Exercise requirements: Extract each line of the data and write it out again exactly.

The records:
-*-*-
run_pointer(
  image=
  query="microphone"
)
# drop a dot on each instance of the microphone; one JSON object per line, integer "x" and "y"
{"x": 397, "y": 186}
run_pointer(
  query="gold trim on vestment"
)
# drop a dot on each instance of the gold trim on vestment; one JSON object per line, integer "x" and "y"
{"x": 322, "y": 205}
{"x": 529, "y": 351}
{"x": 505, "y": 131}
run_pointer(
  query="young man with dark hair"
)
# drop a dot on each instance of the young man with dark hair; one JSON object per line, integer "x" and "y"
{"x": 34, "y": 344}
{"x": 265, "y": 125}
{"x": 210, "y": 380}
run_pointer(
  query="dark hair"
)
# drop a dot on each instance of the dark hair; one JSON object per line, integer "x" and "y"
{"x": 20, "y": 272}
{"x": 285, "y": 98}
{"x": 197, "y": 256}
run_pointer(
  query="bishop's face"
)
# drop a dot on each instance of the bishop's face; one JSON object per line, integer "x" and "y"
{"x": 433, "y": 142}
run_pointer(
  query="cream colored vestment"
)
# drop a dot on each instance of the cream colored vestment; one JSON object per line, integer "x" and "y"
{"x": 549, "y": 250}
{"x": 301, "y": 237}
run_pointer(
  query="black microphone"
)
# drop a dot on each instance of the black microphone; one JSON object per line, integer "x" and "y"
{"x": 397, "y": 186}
-*-*-
Result:
run_pointer(
  image=
  query="microphone"
)
# drop a dot on each instance of the microphone; one JSON object per line, integer "x" and "y"
{"x": 397, "y": 186}
run_pointer(
  query="gold trim on vestment"
)
# drop a dot on each instance of the gold trim on vestment; one JSON object per line, integer "x" and "y"
{"x": 322, "y": 205}
{"x": 529, "y": 351}
{"x": 505, "y": 131}
run_pointer(
  query="young man with dark hair"
)
# drop a dot on each instance of the young man with dark hair; one JSON object per line, integer "x" and "y"
{"x": 34, "y": 344}
{"x": 265, "y": 125}
{"x": 210, "y": 380}
run_pointer(
  query="dark hair"
)
# drop a dot on each instance of the dark hair; one JSON object per line, integer "x" and "y"
{"x": 20, "y": 272}
{"x": 285, "y": 98}
{"x": 197, "y": 256}
run_pointer(
  query="bishop's face"
)
# drop a dot on each instance of the bishop's face; one JSON object per line, integer "x" and "y"
{"x": 433, "y": 142}
run_pointer(
  query="cream colored vestment"
)
# drop a dot on each instance of the cream colored vestment; one JSON object per line, integer "x" and "y"
{"x": 549, "y": 250}
{"x": 301, "y": 237}
run_pointer(
  query="black microphone"
)
# drop a dot on each instance of the black microphone; one JSON object per line, integer "x" and "y"
{"x": 397, "y": 186}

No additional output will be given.